Data excerpts:
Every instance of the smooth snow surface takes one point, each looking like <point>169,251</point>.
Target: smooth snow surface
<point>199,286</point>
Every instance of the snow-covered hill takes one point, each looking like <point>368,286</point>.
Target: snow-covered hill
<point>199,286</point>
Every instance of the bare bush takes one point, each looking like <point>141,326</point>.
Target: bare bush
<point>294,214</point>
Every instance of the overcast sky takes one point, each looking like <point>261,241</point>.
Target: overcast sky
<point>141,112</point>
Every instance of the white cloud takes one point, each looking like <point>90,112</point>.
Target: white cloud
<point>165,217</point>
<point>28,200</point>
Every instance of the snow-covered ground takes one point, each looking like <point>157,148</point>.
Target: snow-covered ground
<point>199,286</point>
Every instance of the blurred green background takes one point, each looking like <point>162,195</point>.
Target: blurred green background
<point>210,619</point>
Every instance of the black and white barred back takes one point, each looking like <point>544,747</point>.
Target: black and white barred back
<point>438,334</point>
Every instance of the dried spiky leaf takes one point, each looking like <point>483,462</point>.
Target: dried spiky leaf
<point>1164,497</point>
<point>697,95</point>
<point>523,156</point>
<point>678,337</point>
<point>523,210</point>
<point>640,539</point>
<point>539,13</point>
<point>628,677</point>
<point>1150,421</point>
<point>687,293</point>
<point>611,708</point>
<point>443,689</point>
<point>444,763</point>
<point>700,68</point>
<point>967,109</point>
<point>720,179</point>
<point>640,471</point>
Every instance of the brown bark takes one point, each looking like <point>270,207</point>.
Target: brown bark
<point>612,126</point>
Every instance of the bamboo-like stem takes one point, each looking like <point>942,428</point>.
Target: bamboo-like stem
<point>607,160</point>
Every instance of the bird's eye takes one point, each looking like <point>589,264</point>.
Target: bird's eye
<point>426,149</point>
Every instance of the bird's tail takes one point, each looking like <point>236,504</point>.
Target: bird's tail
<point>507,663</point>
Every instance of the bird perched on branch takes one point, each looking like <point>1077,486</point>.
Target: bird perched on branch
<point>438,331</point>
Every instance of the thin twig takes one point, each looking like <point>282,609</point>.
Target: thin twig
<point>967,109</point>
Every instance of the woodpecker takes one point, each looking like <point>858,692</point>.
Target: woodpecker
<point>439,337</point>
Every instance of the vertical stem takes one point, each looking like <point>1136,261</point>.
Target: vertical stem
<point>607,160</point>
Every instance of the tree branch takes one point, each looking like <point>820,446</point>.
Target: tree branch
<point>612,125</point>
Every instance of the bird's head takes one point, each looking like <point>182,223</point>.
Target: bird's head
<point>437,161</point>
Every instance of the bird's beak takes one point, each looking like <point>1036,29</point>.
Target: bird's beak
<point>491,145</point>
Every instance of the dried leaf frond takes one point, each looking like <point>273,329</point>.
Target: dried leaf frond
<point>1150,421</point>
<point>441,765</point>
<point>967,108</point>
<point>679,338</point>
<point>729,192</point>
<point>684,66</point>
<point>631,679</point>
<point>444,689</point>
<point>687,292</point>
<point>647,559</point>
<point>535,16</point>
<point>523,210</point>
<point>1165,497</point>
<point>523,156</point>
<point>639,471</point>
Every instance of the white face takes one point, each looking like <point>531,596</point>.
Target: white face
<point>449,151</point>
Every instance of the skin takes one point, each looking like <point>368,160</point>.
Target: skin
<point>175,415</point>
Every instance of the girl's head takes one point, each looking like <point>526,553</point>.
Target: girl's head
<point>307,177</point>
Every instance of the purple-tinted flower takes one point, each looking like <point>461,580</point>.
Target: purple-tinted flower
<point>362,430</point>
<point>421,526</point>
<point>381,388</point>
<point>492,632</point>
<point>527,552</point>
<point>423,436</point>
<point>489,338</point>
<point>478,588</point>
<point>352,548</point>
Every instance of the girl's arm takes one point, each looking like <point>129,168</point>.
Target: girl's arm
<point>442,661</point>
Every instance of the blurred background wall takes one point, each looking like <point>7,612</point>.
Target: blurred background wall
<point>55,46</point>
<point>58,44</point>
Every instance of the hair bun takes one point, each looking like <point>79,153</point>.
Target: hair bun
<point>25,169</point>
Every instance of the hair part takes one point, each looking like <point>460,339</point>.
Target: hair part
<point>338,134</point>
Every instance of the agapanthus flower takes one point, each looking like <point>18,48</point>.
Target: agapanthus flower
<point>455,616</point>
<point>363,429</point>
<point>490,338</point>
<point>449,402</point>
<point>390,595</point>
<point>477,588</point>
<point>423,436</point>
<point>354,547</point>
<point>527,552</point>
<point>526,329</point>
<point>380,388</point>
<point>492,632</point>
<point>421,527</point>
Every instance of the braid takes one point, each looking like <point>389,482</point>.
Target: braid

- [EXERCISE DETAILS]
Go through the records and copy all of them exactly.

- [SOLUTION BELOW]
Every instance of the smooth snow surface takes one point, each looking like <point>169,251</point>.
Target: smooth snow surface
<point>199,286</point>
Every instance of the snow-covered hill takes one point, each looking like <point>368,286</point>.
Target: snow-covered hill
<point>199,286</point>
Every instance of the bare bush takes one point, each looking like <point>141,326</point>.
Target: bare bush
<point>294,214</point>
Every instance of the overcast sky takes one point, each looking like <point>261,241</point>.
Target: overcast sky
<point>141,112</point>
Every instance of the white cloud takes one point, each looking like <point>90,112</point>.
Target: white cloud
<point>165,217</point>
<point>28,200</point>
Every instance of the snow-covered ground takes one point, each looking like <point>157,148</point>.
Target: snow-covered ground
<point>199,286</point>
Every instance of the blurred green background takes one point, each looking like <point>162,195</point>.
Target: blurred green background
<point>210,619</point>
Every instance of the black and white barred back takes one point, each looking like <point>544,747</point>.
Target: black and white barred back
<point>438,334</point>
Every instance of the dried spiky leaf takes one point, each looking like <point>483,462</point>.
Target: dried spiky leaf
<point>1164,497</point>
<point>697,95</point>
<point>523,156</point>
<point>678,337</point>
<point>523,210</point>
<point>640,539</point>
<point>539,13</point>
<point>628,677</point>
<point>1150,421</point>
<point>687,293</point>
<point>611,708</point>
<point>443,689</point>
<point>444,763</point>
<point>700,68</point>
<point>967,109</point>
<point>720,179</point>
<point>640,471</point>
Every instance of the brown bark takes one point, each looking like <point>270,207</point>.
Target: brown bark
<point>612,126</point>
Every instance of the bamboo-like stem takes one point, each looking like <point>942,428</point>.
Target: bamboo-like stem
<point>607,160</point>
Every instance of the bird's eye takes one point, each looking like <point>589,264</point>.
Target: bird's eye
<point>426,149</point>
Every instance of the bird's tail takes one point, each looking like <point>236,504</point>.
Target: bird's tail
<point>507,663</point>
Every instance of the bird perched on branch takes one point, each looking like <point>1077,486</point>.
Target: bird perched on branch
<point>438,331</point>
Every instance of the thin twig takes one point, each looking like <point>282,609</point>.
Target: thin twig
<point>967,109</point>
Every instance of the woodpecker takes one point, each looking like <point>858,692</point>.
Target: woodpecker
<point>439,337</point>
Every instance of the vertical stem takes one point, each looking like <point>1136,261</point>.
Target: vertical stem
<point>607,160</point>
Every instance of the tree branch takes one point, each looking like <point>820,446</point>.
Target: tree branch
<point>612,125</point>
Every instance of the bird's head takes one point, each looking like <point>182,223</point>.
Target: bird's head
<point>437,161</point>
Every instance of the bird's beak takes one point, each looking like <point>1036,29</point>.
Target: bird's beak
<point>491,145</point>
Every instance of the dried leaf frond takes one point, each looking like <point>273,329</point>.
Target: dried leaf frond
<point>1150,421</point>
<point>441,765</point>
<point>967,108</point>
<point>679,338</point>
<point>729,192</point>
<point>684,66</point>
<point>631,679</point>
<point>444,689</point>
<point>687,292</point>
<point>647,559</point>
<point>535,16</point>
<point>523,210</point>
<point>1165,497</point>
<point>523,156</point>
<point>639,471</point>
Every instance of the white face takes one point, each looking like <point>531,596</point>.
Target: white face
<point>449,151</point>
Every instance of the skin takes one point, each looking like <point>368,160</point>.
Target: skin
<point>175,415</point>
Every instance of the girl's head takes one point, each looking like <point>526,553</point>.
Target: girl's head
<point>307,177</point>
Every instance of the purple-tinted flower takes one point, each looking like <point>461,580</point>.
Target: purple-tinted flower
<point>362,430</point>
<point>421,526</point>
<point>381,388</point>
<point>492,632</point>
<point>527,552</point>
<point>423,436</point>
<point>489,338</point>
<point>478,588</point>
<point>352,548</point>
Every instance of the girl's arm takes one point, each looking like <point>129,168</point>.
Target: girl's arm
<point>442,661</point>
Every instance of the blurred background wall takes one point, each looking like <point>7,612</point>.
Target: blurred background wall
<point>55,46</point>
<point>58,44</point>
Every instance of the hair bun takes one point, each looking like <point>79,153</point>.
Target: hair bun
<point>25,169</point>
Every instance of the hair part takes one point, each looking like <point>460,339</point>.
Target: hair part
<point>338,134</point>
Every instance of the agapanthus flower takes one point, each looking like <point>18,48</point>.
Target: agapanthus flower
<point>455,616</point>
<point>363,429</point>
<point>490,338</point>
<point>449,402</point>
<point>390,595</point>
<point>477,588</point>
<point>423,436</point>
<point>354,547</point>
<point>527,552</point>
<point>526,329</point>
<point>380,388</point>
<point>492,632</point>
<point>421,527</point>
Every instance of the braid takes one point, each looking like <point>389,482</point>.
Target: braid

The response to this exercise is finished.